>>>>>

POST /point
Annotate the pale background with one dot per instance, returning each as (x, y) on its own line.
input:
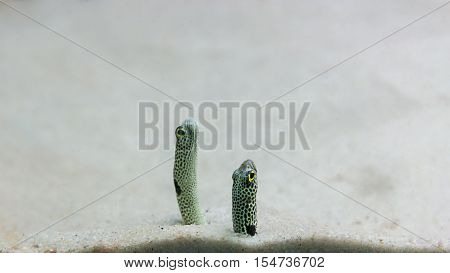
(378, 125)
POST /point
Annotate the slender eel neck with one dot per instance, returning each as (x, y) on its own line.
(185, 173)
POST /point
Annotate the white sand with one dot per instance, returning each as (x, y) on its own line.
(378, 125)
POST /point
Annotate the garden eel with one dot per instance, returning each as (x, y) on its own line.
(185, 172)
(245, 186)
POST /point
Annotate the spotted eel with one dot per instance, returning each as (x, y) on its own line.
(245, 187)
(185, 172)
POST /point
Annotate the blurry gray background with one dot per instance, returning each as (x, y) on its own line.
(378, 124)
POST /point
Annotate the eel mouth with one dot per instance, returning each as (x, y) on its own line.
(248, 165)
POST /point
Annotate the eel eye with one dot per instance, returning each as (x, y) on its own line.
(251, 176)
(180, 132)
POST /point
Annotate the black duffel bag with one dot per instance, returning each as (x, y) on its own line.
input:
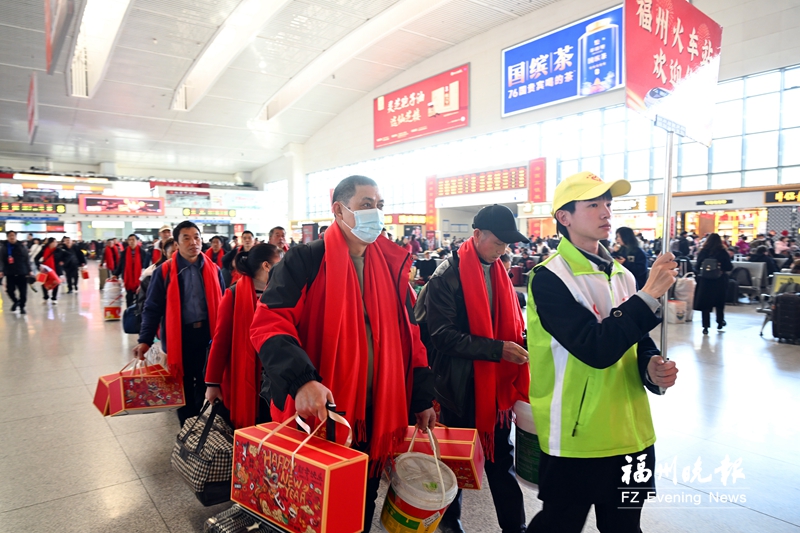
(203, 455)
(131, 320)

<<<<<
>>>>>

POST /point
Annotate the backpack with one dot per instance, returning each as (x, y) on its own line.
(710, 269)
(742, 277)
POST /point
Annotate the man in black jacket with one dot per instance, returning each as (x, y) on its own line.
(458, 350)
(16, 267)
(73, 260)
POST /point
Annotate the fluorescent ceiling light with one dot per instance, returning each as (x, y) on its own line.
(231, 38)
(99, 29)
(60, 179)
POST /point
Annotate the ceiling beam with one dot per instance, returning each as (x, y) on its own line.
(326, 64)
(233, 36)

<<<<<
>>>>>

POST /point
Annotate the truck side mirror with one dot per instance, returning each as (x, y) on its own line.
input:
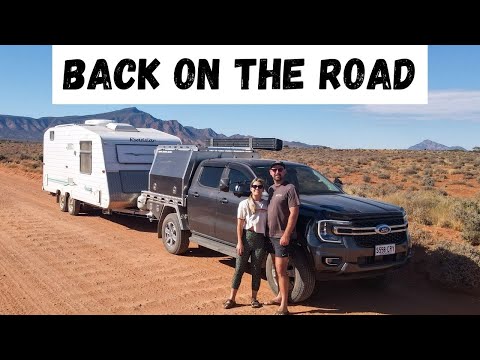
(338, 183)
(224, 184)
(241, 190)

<<<<<

- **TO DO**:
Identify every line in the items above that contains the string "background", treating uppercase and lowercase letters as distinct.

- **WORKED ANSWER**:
Annotate the pale background with one dot per instance, returning each as (x, y) on its own line.
Annotate the blurry gray background with one dot per instance, returning each as (x, y) on its own line.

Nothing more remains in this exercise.